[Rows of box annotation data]
##############################

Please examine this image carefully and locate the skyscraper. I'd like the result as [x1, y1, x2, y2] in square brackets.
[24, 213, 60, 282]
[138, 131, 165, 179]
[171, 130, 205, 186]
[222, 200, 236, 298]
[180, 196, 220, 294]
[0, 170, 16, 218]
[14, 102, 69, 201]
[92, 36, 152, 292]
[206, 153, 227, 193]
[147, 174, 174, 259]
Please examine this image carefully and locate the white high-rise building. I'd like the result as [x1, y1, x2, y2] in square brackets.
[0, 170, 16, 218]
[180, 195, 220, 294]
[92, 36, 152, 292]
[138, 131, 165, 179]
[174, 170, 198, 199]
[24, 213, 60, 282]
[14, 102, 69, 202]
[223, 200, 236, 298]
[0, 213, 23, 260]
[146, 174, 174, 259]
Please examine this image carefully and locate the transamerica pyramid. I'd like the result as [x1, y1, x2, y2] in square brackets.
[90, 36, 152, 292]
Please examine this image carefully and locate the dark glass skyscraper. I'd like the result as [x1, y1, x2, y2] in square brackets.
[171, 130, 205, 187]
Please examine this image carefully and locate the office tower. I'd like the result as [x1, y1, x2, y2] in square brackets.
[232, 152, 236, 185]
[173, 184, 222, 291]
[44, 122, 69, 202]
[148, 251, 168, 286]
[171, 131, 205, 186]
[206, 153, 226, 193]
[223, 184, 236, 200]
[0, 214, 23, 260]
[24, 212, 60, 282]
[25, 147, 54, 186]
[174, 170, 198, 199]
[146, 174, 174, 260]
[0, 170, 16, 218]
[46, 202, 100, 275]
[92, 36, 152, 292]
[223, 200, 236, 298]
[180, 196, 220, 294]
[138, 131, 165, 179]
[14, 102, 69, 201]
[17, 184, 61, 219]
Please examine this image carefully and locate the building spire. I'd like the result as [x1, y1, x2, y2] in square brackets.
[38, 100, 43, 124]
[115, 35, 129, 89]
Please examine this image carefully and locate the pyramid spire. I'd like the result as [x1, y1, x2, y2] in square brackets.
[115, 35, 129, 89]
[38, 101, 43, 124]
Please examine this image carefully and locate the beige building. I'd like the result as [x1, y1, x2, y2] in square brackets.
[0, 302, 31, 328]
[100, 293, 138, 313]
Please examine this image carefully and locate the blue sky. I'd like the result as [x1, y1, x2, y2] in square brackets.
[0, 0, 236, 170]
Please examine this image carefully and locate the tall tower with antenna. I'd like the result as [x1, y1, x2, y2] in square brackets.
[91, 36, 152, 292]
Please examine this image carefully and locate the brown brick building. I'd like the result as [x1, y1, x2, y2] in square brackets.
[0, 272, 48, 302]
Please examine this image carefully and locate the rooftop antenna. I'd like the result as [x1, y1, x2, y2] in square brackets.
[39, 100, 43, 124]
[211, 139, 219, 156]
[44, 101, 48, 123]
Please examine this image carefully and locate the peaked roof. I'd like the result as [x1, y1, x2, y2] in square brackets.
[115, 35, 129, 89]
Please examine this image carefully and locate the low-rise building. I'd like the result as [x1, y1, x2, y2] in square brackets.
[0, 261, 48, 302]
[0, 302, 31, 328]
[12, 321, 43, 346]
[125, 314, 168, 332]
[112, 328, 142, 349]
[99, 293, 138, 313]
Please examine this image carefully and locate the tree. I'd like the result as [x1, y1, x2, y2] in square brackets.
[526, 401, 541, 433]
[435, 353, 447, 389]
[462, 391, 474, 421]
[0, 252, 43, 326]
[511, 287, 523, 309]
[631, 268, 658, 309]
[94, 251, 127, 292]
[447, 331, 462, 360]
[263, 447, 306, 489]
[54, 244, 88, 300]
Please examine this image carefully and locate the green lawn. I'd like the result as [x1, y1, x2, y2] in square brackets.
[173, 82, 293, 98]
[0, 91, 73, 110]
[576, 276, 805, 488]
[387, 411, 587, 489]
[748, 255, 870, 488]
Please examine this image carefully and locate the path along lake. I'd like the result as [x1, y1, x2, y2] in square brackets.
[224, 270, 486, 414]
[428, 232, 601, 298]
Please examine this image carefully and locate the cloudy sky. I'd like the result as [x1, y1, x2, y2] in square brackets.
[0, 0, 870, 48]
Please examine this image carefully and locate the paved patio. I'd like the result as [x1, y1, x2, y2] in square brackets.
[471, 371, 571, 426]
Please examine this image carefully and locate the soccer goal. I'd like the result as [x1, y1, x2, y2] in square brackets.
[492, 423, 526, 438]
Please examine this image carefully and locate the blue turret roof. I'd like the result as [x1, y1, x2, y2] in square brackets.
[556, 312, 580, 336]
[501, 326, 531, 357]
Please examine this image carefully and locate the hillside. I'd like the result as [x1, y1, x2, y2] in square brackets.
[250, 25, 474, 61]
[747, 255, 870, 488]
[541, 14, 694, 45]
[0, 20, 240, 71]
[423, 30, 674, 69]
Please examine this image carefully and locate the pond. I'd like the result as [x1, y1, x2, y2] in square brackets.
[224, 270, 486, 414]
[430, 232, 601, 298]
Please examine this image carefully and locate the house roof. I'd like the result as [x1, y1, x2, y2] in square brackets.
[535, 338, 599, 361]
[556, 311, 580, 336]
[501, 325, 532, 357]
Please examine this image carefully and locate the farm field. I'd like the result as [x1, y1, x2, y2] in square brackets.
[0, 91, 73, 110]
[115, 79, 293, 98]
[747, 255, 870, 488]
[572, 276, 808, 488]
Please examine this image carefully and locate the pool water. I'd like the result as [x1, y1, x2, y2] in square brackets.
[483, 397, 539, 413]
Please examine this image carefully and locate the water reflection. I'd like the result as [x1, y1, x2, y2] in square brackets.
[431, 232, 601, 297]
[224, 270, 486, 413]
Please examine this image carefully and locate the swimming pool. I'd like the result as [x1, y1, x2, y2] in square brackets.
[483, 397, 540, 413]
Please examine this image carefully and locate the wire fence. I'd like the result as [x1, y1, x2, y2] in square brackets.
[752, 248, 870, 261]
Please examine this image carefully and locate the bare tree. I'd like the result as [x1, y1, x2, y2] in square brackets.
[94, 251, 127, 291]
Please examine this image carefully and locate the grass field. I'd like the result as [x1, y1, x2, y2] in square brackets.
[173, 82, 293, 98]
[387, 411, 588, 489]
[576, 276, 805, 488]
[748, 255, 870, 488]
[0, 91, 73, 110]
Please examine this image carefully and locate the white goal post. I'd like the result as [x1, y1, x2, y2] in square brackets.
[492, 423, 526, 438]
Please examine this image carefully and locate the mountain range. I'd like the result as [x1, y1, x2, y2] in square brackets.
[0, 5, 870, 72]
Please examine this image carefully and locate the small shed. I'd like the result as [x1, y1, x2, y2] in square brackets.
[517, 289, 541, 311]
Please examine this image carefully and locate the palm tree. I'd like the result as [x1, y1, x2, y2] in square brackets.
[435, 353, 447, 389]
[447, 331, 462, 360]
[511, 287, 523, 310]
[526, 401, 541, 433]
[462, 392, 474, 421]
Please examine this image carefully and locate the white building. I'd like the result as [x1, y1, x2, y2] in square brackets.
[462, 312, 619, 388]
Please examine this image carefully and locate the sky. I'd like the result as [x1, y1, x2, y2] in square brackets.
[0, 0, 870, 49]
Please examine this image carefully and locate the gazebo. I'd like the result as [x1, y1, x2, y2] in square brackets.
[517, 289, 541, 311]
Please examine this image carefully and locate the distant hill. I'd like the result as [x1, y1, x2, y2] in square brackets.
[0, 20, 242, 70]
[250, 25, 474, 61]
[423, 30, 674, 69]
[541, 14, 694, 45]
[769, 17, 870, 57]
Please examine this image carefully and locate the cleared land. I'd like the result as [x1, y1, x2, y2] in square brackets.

##############################

**WHAT YOU SHOULD DO:** Could you render every one of the rows above as a numbered list, with any blank lines left out?

**RESPONSE TO THE TASK:**
1. Please examine this image carefully and locate the skyscraper. I'd like the result as [x1, y1, x2, y2] in square brackets.
2. [24, 213, 60, 282]
3. [138, 131, 165, 179]
4. [171, 130, 205, 186]
5. [222, 200, 236, 298]
6. [180, 196, 220, 294]
7. [0, 170, 16, 218]
8. [14, 102, 69, 201]
9. [92, 36, 152, 292]
10. [206, 153, 227, 193]
11. [147, 174, 174, 259]
12. Please examine this image carefully and locate the white high-rise building. I'd like the result as [x1, y1, x2, y2] in square brackets.
13. [0, 170, 16, 218]
14. [180, 195, 220, 294]
15. [92, 36, 152, 292]
16. [138, 131, 165, 179]
17. [174, 170, 198, 199]
18. [24, 213, 60, 282]
19. [14, 102, 69, 202]
20. [223, 200, 236, 298]
21. [0, 213, 23, 260]
22. [146, 174, 174, 259]
23. Please examine this image carefully and locate the transamerica pyramid. I'd like the result as [x1, y1, x2, y2] in square brackets.
24. [90, 36, 152, 292]
25. Please examine this image carefully and locate the dark glass skyscraper. I'd like the result as [x1, y1, x2, y2] in square brackets.
26. [171, 130, 205, 187]
27. Please examine this image carefully and locate the office tower. I'd like the result as [x1, y1, x2, y2] in square brackets.
28. [232, 152, 236, 185]
29. [173, 184, 222, 291]
30. [44, 122, 69, 202]
31. [148, 251, 168, 286]
32. [171, 131, 205, 186]
33. [206, 153, 226, 193]
34. [223, 184, 236, 200]
35. [0, 214, 23, 260]
36. [24, 212, 60, 282]
37. [25, 147, 54, 186]
38. [174, 170, 198, 199]
39. [146, 174, 174, 260]
40. [0, 170, 16, 218]
41. [46, 202, 100, 275]
42. [92, 36, 152, 292]
43. [223, 200, 236, 298]
44. [180, 196, 220, 294]
45. [138, 131, 165, 179]
46. [14, 102, 69, 201]
47. [17, 184, 61, 219]
48. Please examine this image carefully and locate the building spire. I'd like the result as [x1, y1, x2, y2] in square brackets.
49. [38, 100, 43, 124]
50. [115, 35, 129, 89]
51. Please examine this image carefully and locate the pyramid spire. I'd like the result as [x1, y1, x2, y2] in square brackets.
52. [115, 35, 129, 89]
53. [38, 101, 43, 124]
54. Please examine this image carefully and locate the beige building. I'd like the result as [x1, y1, x2, y2] in square brackets.
55. [0, 302, 31, 328]
56. [100, 293, 138, 313]
57. Please examine this image carefully and locate the blue sky. I'd like the result as [x1, y1, x2, y2] in square brackets.
58. [0, 0, 236, 170]
59. Please examine this image carefully and locate the tall tower with antenna. I'd like the result as [x1, y1, x2, y2] in square brackets.
60. [91, 36, 152, 292]
61. Please examine this image carefully and locate the brown brick building. I'd like the result as [x1, y1, x2, y2] in square brackets.
62. [0, 272, 48, 302]
63. Please examine this image carefully and locate the rooftop antenna. I'd like the result as [x1, y1, x2, y2] in square brackets.
64. [39, 100, 43, 124]
65. [211, 139, 219, 156]
66. [44, 101, 48, 123]
67. Please examine this image carefully and locate the peaked roof. I'd like the result as [x1, y1, x2, y2] in square brackets.
68. [115, 35, 129, 89]
69. Please examine this image carefully and locate the low-rise building. I'd like the result as [x1, y1, x2, y2] in square brackets.
70. [0, 261, 48, 302]
71. [0, 302, 31, 328]
72. [12, 321, 43, 346]
73. [125, 314, 168, 332]
74. [112, 328, 142, 349]
75. [99, 293, 138, 313]
76. Please examine this image carefully and locate the tree. I'd like the result as [x1, y1, x2, y2] in square brackets.
77. [526, 401, 541, 433]
78. [435, 353, 447, 389]
79. [462, 391, 474, 421]
80. [0, 252, 43, 326]
81. [511, 287, 523, 309]
82. [631, 268, 658, 309]
83. [94, 251, 127, 292]
84. [447, 331, 462, 360]
85. [263, 447, 306, 489]
86. [54, 244, 88, 300]
87. Please examine this image carefully and locate the green lawn. I'd like the result as [x1, y1, x2, y2] in square brackets.
88. [173, 82, 293, 98]
89. [0, 91, 73, 110]
90. [576, 276, 805, 488]
91. [387, 411, 587, 489]
92. [748, 255, 870, 488]
93. Please examine this image carefully and locate the path along lake. I'd like the result as [x1, y1, x2, y2] in square brackets.
94. [224, 270, 486, 414]
95. [428, 232, 601, 298]
96. Please examine this image carefully and locate the cloudy sky. I'd like the result as [x1, y1, x2, y2] in square brackets.
97. [0, 0, 870, 48]
98. Please examine this image carefully and locate the paved patio. I'd like the result as [x1, y1, x2, y2] in square brackets.
99. [471, 371, 571, 426]
100. Please examine this image carefully and locate the soccer goal. I'd like the result as [x1, y1, x2, y2] in square brackets.
101. [492, 423, 526, 438]
102. Please examine this image carefully and locate the blue turret roof. I'd like the result as [x1, y1, x2, y2] in square brackets.
103. [556, 312, 580, 336]
104. [501, 326, 531, 357]
105. Please examine this image carefully and locate the hillside. I'd like the result as [x1, y1, x2, y2] in square brackets.
106. [250, 25, 474, 61]
107. [747, 255, 870, 488]
108. [541, 14, 694, 45]
109. [0, 20, 240, 71]
110. [423, 30, 674, 69]
111. Please examine this image carefully and locate the pond. I'd like the result as [x1, y1, x2, y2] in square brackets.
112. [224, 270, 486, 414]
113. [430, 232, 601, 298]
114. Please examine this image carefully and locate the house roof. I'd like the result as [x1, y1, x2, y2] in square brackets.
115. [535, 338, 599, 361]
116. [556, 311, 580, 336]
117. [501, 325, 532, 357]
118. Please examine this image carefully and locate the farm field. I'd like the result as [x1, y1, x2, y2] in square brackets.
119. [0, 91, 73, 110]
120. [115, 79, 293, 98]
121. [747, 255, 870, 488]
122. [572, 276, 808, 488]
123. Please examine this image carefully and locate the pool water. I'd like the result as [x1, y1, x2, y2] in square brackets.
124. [483, 397, 539, 413]
125. Please examine this image carefully and locate the water reflection. I'd like the result as [x1, y1, x2, y2] in square brackets.
126. [431, 232, 601, 297]
127. [224, 270, 486, 413]
128. Please examine this image carefully and locate the swimming pool. I'd like the result as [x1, y1, x2, y2] in square brackets.
129. [483, 397, 540, 413]
130. Please examine this image carefully and locate the wire fence. I'd like the result as [x1, y1, x2, y2] in square brackets.
131. [752, 248, 870, 261]
132. Please examine this image carefully and locate the bare tree. I'd like the result as [x1, y1, x2, y2] in square brackets.
133. [94, 251, 127, 291]
134. Please examine this image carefully and locate the grass field. I'd like the result as [x1, y1, x2, y2] in square brackets.
135. [173, 82, 293, 98]
136. [387, 411, 588, 489]
137. [576, 276, 805, 488]
138. [748, 255, 870, 488]
139. [0, 91, 73, 110]
140. Please examine this image carefully and locate the white goal post. I'd like the result as [x1, y1, x2, y2] in square brackets.
141. [492, 423, 526, 438]
142. Please examine this image carefully and locate the mountain range. I'd like the result as [x1, y1, x2, y2] in square brackets.
143. [0, 5, 870, 72]
144. Please examine this image carefully and locate the small shed. I'd like the result as [x1, y1, x2, y2] in square brackets.
145. [517, 289, 541, 311]
146. Please examine this image carefully and locate the palm tree. I'd like the result as [x1, y1, x2, y2] in square brackets.
147. [435, 353, 447, 389]
148. [447, 331, 462, 360]
149. [511, 287, 523, 310]
150. [526, 401, 541, 433]
151. [462, 392, 474, 421]
152. Please examine this image carefully and locate the white building. I'd like the result as [x1, y1, x2, y2] in square brackets.
153. [462, 312, 619, 388]
154. Please examine this image carefully and locate the sky. I'd like the result as [x1, y1, x2, y2] in square brackets.
155. [0, 0, 870, 49]
156. Please examine this image carefully and locate the gazebo. I'd like the result as [x1, y1, x2, y2] in square brackets.
157. [517, 289, 541, 311]
158. Please examine this image carefully and locate the distant hill. I'd like the result as [x1, y1, x2, y2] in square brackets.
159. [0, 20, 242, 70]
160. [250, 25, 474, 61]
161. [423, 30, 674, 69]
162. [541, 14, 694, 45]
163. [769, 17, 870, 57]
164. Please examine this image carefully and locate the cleared land. I'd like the result as [x1, y1, x2, y2] in square brackets.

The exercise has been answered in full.